- **ACTION ITEM**:
Please transcribe, word for word, the line containing "# actual output, each" and every line after it through the end of the records below, and nothing else.
START INPUT RECORDS
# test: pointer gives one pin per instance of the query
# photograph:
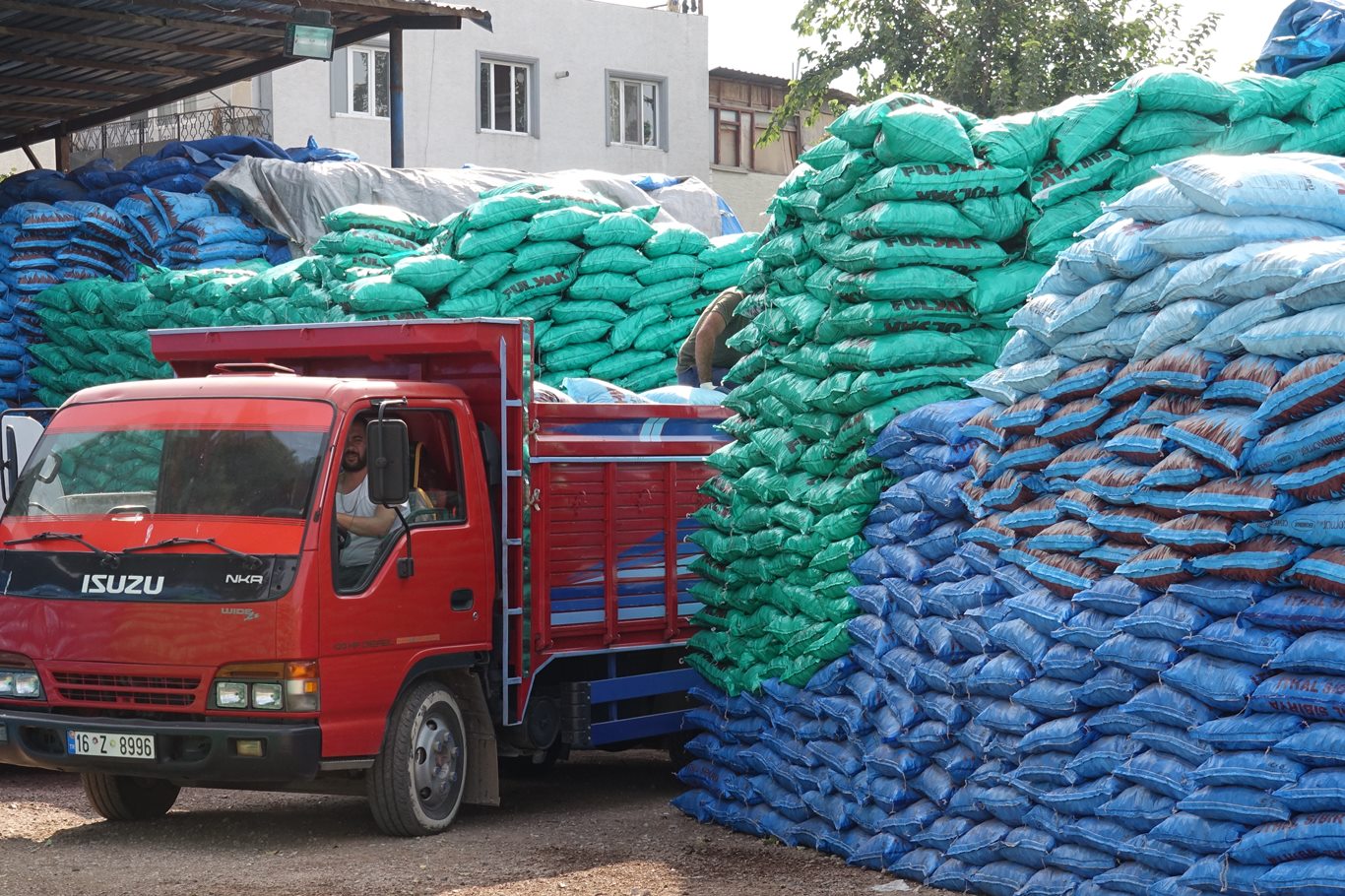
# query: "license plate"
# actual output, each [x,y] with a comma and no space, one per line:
[95,742]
END INPUT RECORDS
- **RESULT**:
# actual output, each [x,y] with a comma and no space, one per line:
[95,742]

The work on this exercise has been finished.